#### SUPPLIED PASSAGE
.....
Yet Another Joomla PHP Object Injection Vulnerability

Last week I have disclosed KIS-2013-04, another PHP Object Injection vulnerability which affects the Joomla CMS. I had initially reported this vulnerability to the Joomla Security Strike Team in December last year, within an e-mail reply about the KIS-2013-03 vulnerability: “Furthermore, I would suggest you to investigate other potentially vulnerable unserialize() calls, for example the plgSystemRemember::onAfterInitialise() method uses the unserialize() function with user input passed through cookies, but I’m not sure it may be exploitable, due to the encryption system”.

In early February have been released new Joomla updates, which included corrections for three security issues, among which the “highlighter” PHP Object Injection vulnerability. However, this updates have not solved the “remember me” vulnerability, for this reason, on February 12, I sent another e-mail to the Joomla Security Strike Team: “I noticed that the unserialize() call is still present within the plgSystemRemember::onAfterInitialise() method in versions 3.0.3 and 2.5.9, so I was looking a bit deeper, in order to understand if I was wrong when I said «I’m not sure it may be exploitable, due to the encryption system», and sadly I was wrong!”. The day after I sent them a proof of concept code able to exploit the unserialize() call located within the “remember me” plugin. Let’s have a look at the vulnerable code:

21	public function onAfterInitialise()
22	{
23		$app = JFactory::getApplication();
25		// No remember me for admin
26		if ($app->isAdmin())
27		{
28			return;
29		}
31		$user = JFactory::getUser();
32		if ($user->get('guest'))
33		{
34			$hash = JApplication::getHash('JLOGIN_REMEMBER');
36			if ($str = JRequest::getString($hash, '', 'cookie', JREQUEST_ALLOWRAW | JREQUEST_NOTRIM))
37			{
38				// Create the encryption key, apply extra hardening using the user agent string.
39				// Since we're decoding, no UA validity check is required.
.....
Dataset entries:
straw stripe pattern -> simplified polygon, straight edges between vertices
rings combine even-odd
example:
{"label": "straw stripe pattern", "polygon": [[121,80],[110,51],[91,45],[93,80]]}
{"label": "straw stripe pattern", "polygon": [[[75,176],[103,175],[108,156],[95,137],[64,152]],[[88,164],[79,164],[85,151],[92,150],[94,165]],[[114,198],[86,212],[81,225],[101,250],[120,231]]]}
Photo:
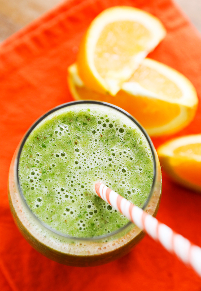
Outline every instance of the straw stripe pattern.
{"label": "straw stripe pattern", "polygon": [[190,265],[201,276],[201,248],[102,183],[96,183],[95,189],[100,198],[160,242],[169,251],[174,253],[185,264]]}

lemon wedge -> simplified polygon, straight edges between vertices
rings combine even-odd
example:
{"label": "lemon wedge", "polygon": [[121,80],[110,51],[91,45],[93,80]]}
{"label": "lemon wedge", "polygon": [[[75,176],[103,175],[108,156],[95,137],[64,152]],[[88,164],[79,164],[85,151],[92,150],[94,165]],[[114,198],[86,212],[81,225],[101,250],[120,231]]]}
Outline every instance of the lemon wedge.
{"label": "lemon wedge", "polygon": [[160,21],[131,7],[104,10],[92,22],[79,48],[79,74],[86,86],[114,95],[164,37]]}
{"label": "lemon wedge", "polygon": [[115,96],[89,89],[76,64],[68,68],[70,90],[76,100],[91,99],[114,104],[133,115],[152,136],[175,133],[195,116],[198,99],[195,90],[184,76],[147,58]]}

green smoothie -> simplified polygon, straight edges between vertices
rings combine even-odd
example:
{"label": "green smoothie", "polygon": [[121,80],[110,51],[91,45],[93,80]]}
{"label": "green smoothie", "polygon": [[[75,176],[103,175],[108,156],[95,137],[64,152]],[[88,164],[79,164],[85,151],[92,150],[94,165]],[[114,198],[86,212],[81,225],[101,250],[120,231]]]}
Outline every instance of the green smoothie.
{"label": "green smoothie", "polygon": [[19,175],[26,202],[40,220],[65,235],[90,237],[128,222],[96,195],[95,182],[142,207],[152,184],[153,158],[128,118],[106,107],[79,104],[35,128],[22,150]]}

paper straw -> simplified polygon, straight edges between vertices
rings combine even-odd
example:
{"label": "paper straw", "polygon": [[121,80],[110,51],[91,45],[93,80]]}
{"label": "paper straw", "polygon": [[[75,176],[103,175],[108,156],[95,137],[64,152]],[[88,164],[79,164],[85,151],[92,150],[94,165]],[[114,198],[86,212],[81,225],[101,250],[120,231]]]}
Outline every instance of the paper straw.
{"label": "paper straw", "polygon": [[185,264],[191,266],[201,276],[201,248],[159,221],[100,182],[95,184],[97,195],[104,201],[159,242],[170,252],[174,253]]}

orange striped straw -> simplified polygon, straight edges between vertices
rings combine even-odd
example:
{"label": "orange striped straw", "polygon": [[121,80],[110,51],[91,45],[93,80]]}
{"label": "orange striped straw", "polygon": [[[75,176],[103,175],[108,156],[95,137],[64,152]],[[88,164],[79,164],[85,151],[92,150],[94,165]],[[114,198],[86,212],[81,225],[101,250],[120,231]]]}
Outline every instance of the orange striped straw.
{"label": "orange striped straw", "polygon": [[201,248],[99,182],[95,184],[97,195],[104,201],[159,242],[170,252],[190,265],[201,276]]}

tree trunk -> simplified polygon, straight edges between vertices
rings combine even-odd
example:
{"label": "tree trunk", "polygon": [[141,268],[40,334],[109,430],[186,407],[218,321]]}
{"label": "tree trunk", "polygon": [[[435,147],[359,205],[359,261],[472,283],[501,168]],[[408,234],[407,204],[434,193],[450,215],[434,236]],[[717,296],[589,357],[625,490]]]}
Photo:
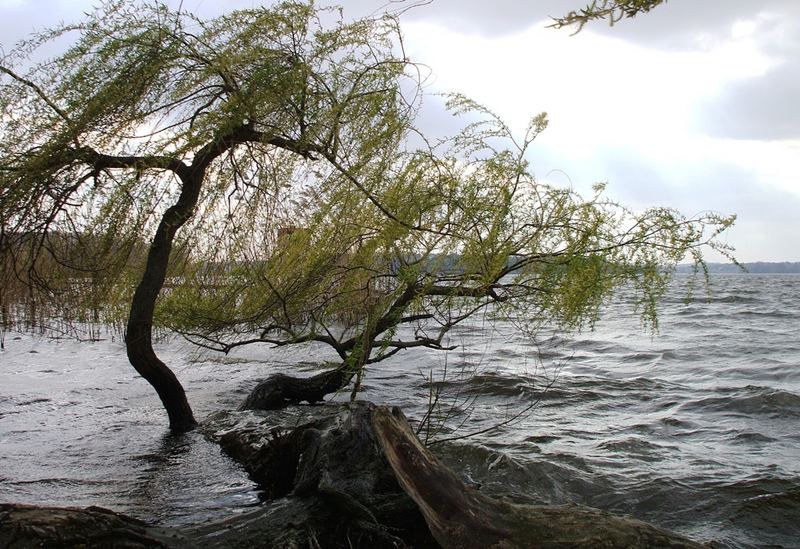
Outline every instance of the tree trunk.
{"label": "tree trunk", "polygon": [[178,201],[164,212],[153,236],[142,278],[133,294],[125,331],[128,360],[158,393],[169,416],[169,428],[175,433],[194,429],[197,421],[180,381],[153,350],[153,315],[156,300],[166,280],[175,233],[194,211],[200,194],[202,174],[183,175],[181,183]]}
{"label": "tree trunk", "polygon": [[515,505],[490,498],[439,463],[399,408],[376,408],[372,425],[395,477],[445,549],[701,547],[671,532],[591,507]]}
{"label": "tree trunk", "polygon": [[204,429],[269,501],[223,521],[172,529],[92,507],[0,504],[0,547],[701,547],[598,509],[484,496],[441,465],[396,408],[351,402],[266,415],[220,412]]}

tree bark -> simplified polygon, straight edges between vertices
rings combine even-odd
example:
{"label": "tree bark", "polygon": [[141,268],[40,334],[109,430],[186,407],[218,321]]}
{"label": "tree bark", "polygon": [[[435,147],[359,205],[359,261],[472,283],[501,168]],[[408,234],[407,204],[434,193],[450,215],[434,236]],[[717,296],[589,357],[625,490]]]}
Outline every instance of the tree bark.
{"label": "tree bark", "polygon": [[442,547],[540,549],[625,547],[699,549],[701,545],[638,520],[579,505],[516,505],[485,496],[440,464],[399,408],[378,407],[372,425],[405,492]]}
{"label": "tree bark", "polygon": [[352,402],[288,414],[220,412],[204,429],[244,465],[267,502],[172,529],[92,507],[0,504],[0,547],[701,547],[598,509],[487,497],[441,465],[397,408]]}
{"label": "tree bark", "polygon": [[164,212],[147,254],[142,278],[133,294],[125,347],[128,360],[158,393],[175,433],[197,426],[192,408],[178,378],[153,350],[153,315],[156,300],[164,286],[175,233],[191,217],[202,186],[203,173],[184,170],[177,174],[182,183],[178,201]]}
{"label": "tree bark", "polygon": [[353,368],[342,364],[307,378],[273,374],[256,385],[240,410],[277,410],[291,404],[321,402],[325,395],[340,391],[350,383]]}

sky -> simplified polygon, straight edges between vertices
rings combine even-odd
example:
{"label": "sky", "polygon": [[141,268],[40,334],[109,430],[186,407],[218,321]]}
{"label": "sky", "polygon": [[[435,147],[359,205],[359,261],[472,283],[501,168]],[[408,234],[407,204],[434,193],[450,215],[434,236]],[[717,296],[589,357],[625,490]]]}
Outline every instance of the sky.
{"label": "sky", "polygon": [[[203,16],[270,3],[182,2]],[[736,214],[723,239],[737,259],[800,261],[800,1],[668,0],[576,35],[547,25],[581,0],[318,3],[345,17],[402,10],[407,53],[429,67],[431,94],[463,93],[520,132],[547,112],[530,153],[540,180],[587,194],[606,182],[634,209]],[[8,51],[95,4],[0,0],[0,44]],[[423,116],[423,127],[457,124],[434,98]]]}

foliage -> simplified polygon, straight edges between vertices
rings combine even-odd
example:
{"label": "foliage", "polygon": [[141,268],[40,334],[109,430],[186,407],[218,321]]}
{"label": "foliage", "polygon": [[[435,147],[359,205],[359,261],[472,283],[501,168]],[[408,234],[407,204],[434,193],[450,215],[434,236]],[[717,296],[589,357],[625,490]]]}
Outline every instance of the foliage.
{"label": "foliage", "polygon": [[[649,7],[602,4],[612,20]],[[20,74],[70,33],[66,53]],[[420,138],[421,86],[390,16],[344,23],[286,2],[203,21],[115,1],[0,70],[4,279],[65,299],[103,280],[93,302],[118,311],[133,294],[148,330],[223,352],[322,343],[360,376],[452,348],[476,314],[532,334],[591,325],[624,285],[655,326],[678,261],[729,253],[715,238],[732,218],[635,213],[602,185],[585,199],[537,181],[525,156],[544,114],[520,138],[453,95],[470,122]]]}
{"label": "foliage", "polygon": [[586,23],[597,19],[607,19],[614,25],[623,19],[647,13],[666,0],[592,0],[591,4],[578,11],[571,11],[563,17],[554,18],[552,27],[562,28],[575,25],[575,33],[580,32]]}

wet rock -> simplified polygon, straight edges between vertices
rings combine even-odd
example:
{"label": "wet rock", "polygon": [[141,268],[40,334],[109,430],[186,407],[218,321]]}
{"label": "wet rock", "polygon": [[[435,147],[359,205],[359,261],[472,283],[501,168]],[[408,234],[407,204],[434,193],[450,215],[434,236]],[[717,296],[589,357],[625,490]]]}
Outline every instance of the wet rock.
{"label": "wet rock", "polygon": [[101,507],[76,509],[0,504],[0,547],[6,549],[188,546],[187,540],[177,531],[154,528]]}
{"label": "wet rock", "polygon": [[263,488],[262,505],[175,529],[94,507],[0,505],[0,547],[700,547],[597,509],[488,497],[442,465],[397,408],[225,412],[203,429]]}

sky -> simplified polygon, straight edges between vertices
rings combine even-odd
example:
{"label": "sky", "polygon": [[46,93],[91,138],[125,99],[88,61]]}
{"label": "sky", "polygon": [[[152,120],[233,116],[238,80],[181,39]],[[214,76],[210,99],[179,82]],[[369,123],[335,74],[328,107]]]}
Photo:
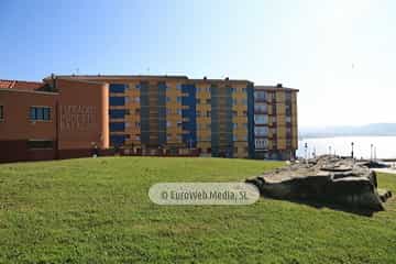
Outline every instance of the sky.
{"label": "sky", "polygon": [[396,122],[396,1],[0,1],[0,79],[187,75],[299,89],[302,128]]}

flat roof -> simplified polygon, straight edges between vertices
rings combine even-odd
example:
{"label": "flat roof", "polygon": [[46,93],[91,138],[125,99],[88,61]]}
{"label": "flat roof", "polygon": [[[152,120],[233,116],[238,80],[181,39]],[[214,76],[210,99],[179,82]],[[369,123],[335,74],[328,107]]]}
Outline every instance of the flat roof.
{"label": "flat roof", "polygon": [[296,88],[288,88],[288,87],[284,87],[284,86],[254,86],[255,90],[270,90],[270,91],[276,91],[276,90],[290,90],[290,91],[299,91]]}
{"label": "flat roof", "polygon": [[0,88],[2,89],[36,90],[44,85],[44,82],[40,81],[0,79]]}
{"label": "flat roof", "polygon": [[[185,79],[191,81],[243,81],[252,82],[245,79],[190,79],[186,75],[54,75],[56,78],[67,79]],[[44,79],[51,79],[52,76],[45,77]]]}

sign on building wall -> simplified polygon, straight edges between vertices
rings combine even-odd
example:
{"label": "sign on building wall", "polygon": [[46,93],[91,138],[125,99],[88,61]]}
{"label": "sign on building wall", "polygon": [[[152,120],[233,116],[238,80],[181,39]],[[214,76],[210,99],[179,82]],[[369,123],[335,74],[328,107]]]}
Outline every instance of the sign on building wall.
{"label": "sign on building wall", "polygon": [[92,106],[61,106],[61,132],[95,129],[97,108]]}

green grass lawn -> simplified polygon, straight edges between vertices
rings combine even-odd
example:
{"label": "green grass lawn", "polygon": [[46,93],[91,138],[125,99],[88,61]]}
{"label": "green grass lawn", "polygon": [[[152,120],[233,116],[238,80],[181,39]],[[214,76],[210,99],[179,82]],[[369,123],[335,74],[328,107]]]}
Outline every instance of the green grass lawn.
{"label": "green grass lawn", "polygon": [[[261,199],[157,206],[161,182],[241,182],[283,163],[110,157],[0,165],[0,263],[395,263],[396,202],[362,217]],[[396,190],[396,175],[380,175]]]}

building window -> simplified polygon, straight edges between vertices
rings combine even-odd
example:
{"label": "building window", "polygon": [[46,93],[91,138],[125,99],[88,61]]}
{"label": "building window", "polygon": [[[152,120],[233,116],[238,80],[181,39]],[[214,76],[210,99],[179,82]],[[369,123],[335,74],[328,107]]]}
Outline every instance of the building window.
{"label": "building window", "polygon": [[111,119],[123,119],[125,114],[129,114],[127,109],[110,109],[109,116]]}
{"label": "building window", "polygon": [[268,116],[254,114],[254,123],[256,123],[256,124],[267,124],[268,123]]}
{"label": "building window", "polygon": [[28,148],[30,150],[52,150],[54,142],[48,140],[30,140],[28,141]]}
{"label": "building window", "polygon": [[125,106],[125,97],[109,97],[110,106]]}
{"label": "building window", "polygon": [[110,122],[110,132],[123,132],[125,131],[124,122]]}
{"label": "building window", "polygon": [[50,107],[31,107],[30,118],[34,121],[48,121],[51,120]]}
{"label": "building window", "polygon": [[254,105],[254,112],[256,113],[266,113],[267,106],[266,105]]}
{"label": "building window", "polygon": [[268,128],[267,127],[255,127],[254,134],[256,136],[268,136]]}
.....
#### PROBLEMS TO WORK ON
• a. Using the Joomla vulnerability post above, mark each statement yes or no and quote the words that decide it: (i) The author first reported this vulnerability to the Joomla Security Strike Team in December. (ii) The early February Joomla updates fixed the "remember me" vulnerability. (iii) The author sent the proof of concept code on February 12.
• b. According to the Joomla vulnerability post, in which Joomla versions was the unserialize() call still present in the plgSystemRemember::onAfterInitialise() method?

#### SOLUTIONS FOR EACH TASK
• a.
(i) Yes: "I had initially reported this vulnerability to the Joomla Security Strike Team in December last year"
(ii) No: "this updates have not solved the “remember me” vulnerability"
(iii) No: "The day after I sent them a proof of concept code able to exploit the unserialize() call located within the “remember me” plugin."

• b. Versions 3.0.3 and 2.5.9.